- _Requirements_:
Copy out every line in the records below that contains the word "background", matching its case exactly.

* BEGIN *

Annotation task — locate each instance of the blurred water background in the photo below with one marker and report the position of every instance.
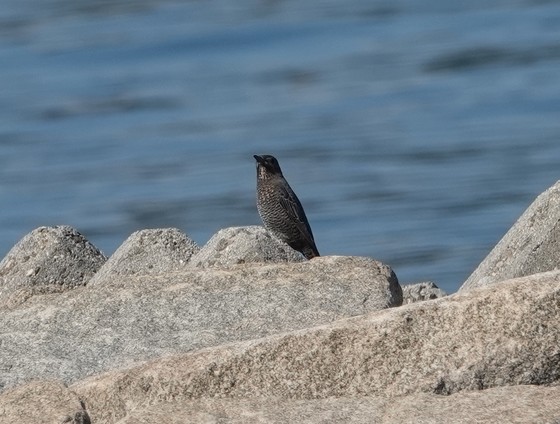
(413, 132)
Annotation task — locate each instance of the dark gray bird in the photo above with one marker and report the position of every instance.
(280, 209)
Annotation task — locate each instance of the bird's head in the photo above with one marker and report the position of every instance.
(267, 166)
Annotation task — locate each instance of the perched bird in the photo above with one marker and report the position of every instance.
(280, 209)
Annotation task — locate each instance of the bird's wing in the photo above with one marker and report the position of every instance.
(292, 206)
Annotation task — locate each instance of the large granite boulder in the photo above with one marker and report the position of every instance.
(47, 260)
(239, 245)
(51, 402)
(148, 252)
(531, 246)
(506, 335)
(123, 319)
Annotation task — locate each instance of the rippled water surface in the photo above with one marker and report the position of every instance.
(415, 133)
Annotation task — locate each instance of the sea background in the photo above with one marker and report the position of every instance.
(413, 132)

* END *
* BEGIN *

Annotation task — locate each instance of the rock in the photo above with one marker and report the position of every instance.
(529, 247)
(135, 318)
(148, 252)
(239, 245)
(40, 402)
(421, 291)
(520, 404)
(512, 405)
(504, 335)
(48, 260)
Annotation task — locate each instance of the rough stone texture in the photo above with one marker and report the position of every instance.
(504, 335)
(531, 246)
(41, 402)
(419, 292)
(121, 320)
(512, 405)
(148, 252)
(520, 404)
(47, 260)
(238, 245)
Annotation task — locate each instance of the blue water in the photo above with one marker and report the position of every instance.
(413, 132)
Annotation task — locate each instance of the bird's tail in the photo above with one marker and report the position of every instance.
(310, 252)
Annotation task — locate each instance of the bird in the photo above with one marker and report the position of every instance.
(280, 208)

* END *

- _Answer for this exercise_:
Annotation task — locate each instance of the blurred water background in the photo below with one marker and report the position of every instance.
Annotation task — locate each instance of the sea background in the photo above with one marker and report the position of every instance.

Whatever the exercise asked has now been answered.